▶ **GIVEN INSTRUCTION**: Render every line of the entries below as a JSON list of strings, with one string per line and blank lines omitted, and leave the pictures out of the list.
----------
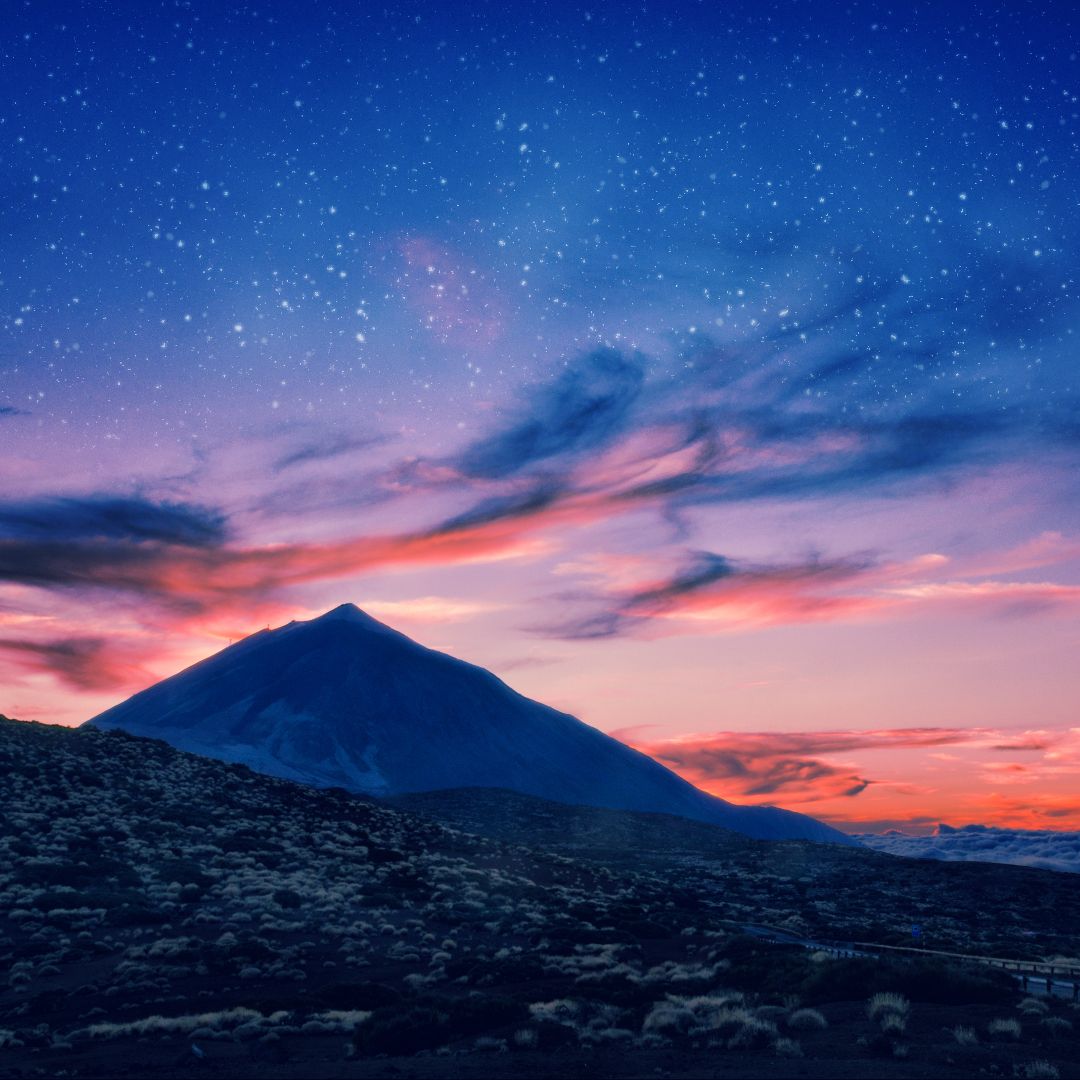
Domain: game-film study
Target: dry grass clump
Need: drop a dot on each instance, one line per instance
(890, 1011)
(1037, 1070)
(807, 1020)
(1003, 1029)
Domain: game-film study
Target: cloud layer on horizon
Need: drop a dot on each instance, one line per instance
(1045, 849)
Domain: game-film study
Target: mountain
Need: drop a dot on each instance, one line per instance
(345, 701)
----------
▶ **SOLVED EXERCISE**:
[
  "Domain: game-film study",
  "Target: dry grass clump",
  "Need: drop a dot on each instance, one line per instance",
  "(890, 1011)",
  "(1037, 1070)",
  "(807, 1020)",
  "(1003, 1029)",
  "Domain: game-film study",
  "Target: cloud layer on horizon",
  "Need: drop a dot on each instance, one line per instance",
  "(1045, 849)",
  "Domain: game-film study",
  "Target: mountain",
  "Need: drop a dot on each instance, one line per instance",
  "(345, 701)"
]